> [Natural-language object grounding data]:

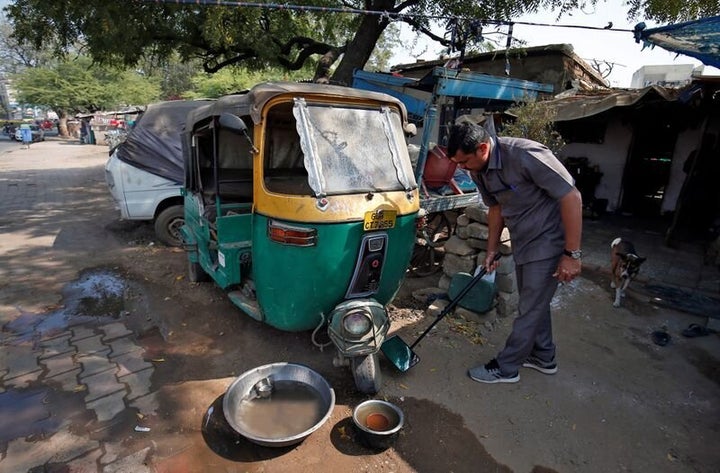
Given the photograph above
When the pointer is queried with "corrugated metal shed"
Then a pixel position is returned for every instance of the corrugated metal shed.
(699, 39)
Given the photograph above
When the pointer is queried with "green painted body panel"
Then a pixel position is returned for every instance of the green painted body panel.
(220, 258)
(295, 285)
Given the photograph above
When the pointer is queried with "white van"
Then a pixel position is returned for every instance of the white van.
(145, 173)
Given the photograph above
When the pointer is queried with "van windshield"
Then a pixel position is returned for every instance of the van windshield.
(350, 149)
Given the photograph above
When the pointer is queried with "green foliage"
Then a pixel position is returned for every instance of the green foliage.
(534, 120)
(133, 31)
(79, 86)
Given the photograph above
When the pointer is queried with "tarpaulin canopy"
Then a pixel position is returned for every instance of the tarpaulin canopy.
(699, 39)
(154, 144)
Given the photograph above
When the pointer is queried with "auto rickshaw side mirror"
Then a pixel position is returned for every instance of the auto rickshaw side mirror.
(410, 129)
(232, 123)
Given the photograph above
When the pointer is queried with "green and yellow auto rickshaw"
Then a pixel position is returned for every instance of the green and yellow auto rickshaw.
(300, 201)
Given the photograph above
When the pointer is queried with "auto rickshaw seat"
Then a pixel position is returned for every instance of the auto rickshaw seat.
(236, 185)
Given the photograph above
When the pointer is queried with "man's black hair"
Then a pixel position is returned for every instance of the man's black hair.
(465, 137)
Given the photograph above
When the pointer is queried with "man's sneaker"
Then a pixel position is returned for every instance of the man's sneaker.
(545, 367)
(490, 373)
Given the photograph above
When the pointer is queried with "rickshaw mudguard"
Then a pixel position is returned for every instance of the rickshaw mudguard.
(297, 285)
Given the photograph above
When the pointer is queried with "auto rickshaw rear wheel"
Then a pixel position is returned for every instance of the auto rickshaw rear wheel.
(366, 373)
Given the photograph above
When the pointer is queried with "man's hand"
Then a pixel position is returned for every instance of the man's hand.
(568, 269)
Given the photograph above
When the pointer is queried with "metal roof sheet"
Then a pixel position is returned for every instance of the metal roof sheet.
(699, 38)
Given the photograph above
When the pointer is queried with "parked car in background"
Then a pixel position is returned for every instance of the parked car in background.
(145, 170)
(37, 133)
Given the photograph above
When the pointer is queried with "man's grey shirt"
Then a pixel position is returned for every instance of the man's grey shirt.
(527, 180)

> [TASK]:
Please write out all the entries above again exactly as they appear, skipping any images.

> [ANSWER BOX]:
Given the photograph above
When the pointer is queried with "corrugated metal shed"
Then a pixel position is returned for every instance of the corrugated metal shed.
(699, 39)
Given the photograph above
When the pointer is queried with "green painted body panel"
Then a pixel position is returned for every instance of the green painted body panel.
(220, 258)
(295, 285)
Given the photograph above
When the pointer is queried with "white van"
Then a pixel position is returned for every instance of the white van.
(145, 173)
Given the photograph above
When the pointer is queried with "van windshield"
Then a pixel position is returned for every instance of the van windshield.
(350, 149)
Given the photograph above
When the pointer is queried with "green foliage"
Then a pixel position is returned for every instance of the green foliage.
(534, 120)
(133, 31)
(79, 86)
Given the photograph above
When the pointer is queried with "tarpaulin canopy"
Then a pixel position is returned for every instance of the tarpaulin canopy.
(699, 39)
(154, 144)
Given the photograph above
When the pointer is queried with "auto rickshaw side mirror"
Then a pixel position is returned for every instance of the auto rickshaw side mirror.
(410, 129)
(232, 123)
Given the photograph above
When the pointer is queried with "green and yellow auto rickshaw"
Then a pixel position is returned for every instance of the green and yellow auto rickshaw.
(300, 201)
Given the photograph above
When the pointer is queried with "auto rickshaw seat"
Then a pixel position is returned for every instance of the auto rickshaw seat.
(236, 185)
Given the photograph above
When the pointer is queried with "man's black hair"
Then a pixel position is returned for every instance of the man's black hair.
(465, 137)
Given the photograph above
When the pointer is queried with "man's sneaker"
Then a pixel position is returned for every instance of the man's sneaker.
(545, 367)
(490, 373)
Given the photograph above
When the pointer is queried with "rickshaw mudguard"
Then a pixel position is returned for every instance of the rickshaw mudguard.
(297, 285)
Given the photograph above
When the pointer is queried with "auto rickshaw rear wheel"
Then a pixel position is returned for every instance of the auto rickshaw rear wheel.
(366, 373)
Given the photograph above
When the pointer is queried with "man's hand"
Then a pixel position is returned for every instance of the man's hand.
(568, 269)
Given the photograph above
When the pointer is queried with "metal roof sheet"
Then a pixel position is returned for every instance of the metal roof sheet.
(699, 38)
Given the photograph above
When the pointer is queried with "parked car in background"
Then a pixel position is returned for every instance of the parked car in background.
(145, 170)
(37, 133)
Given the photograph above
When the pointer is queried with "man's grey shirt"
Then a pixel position is returned for every instance of the man's grey shirt.
(527, 180)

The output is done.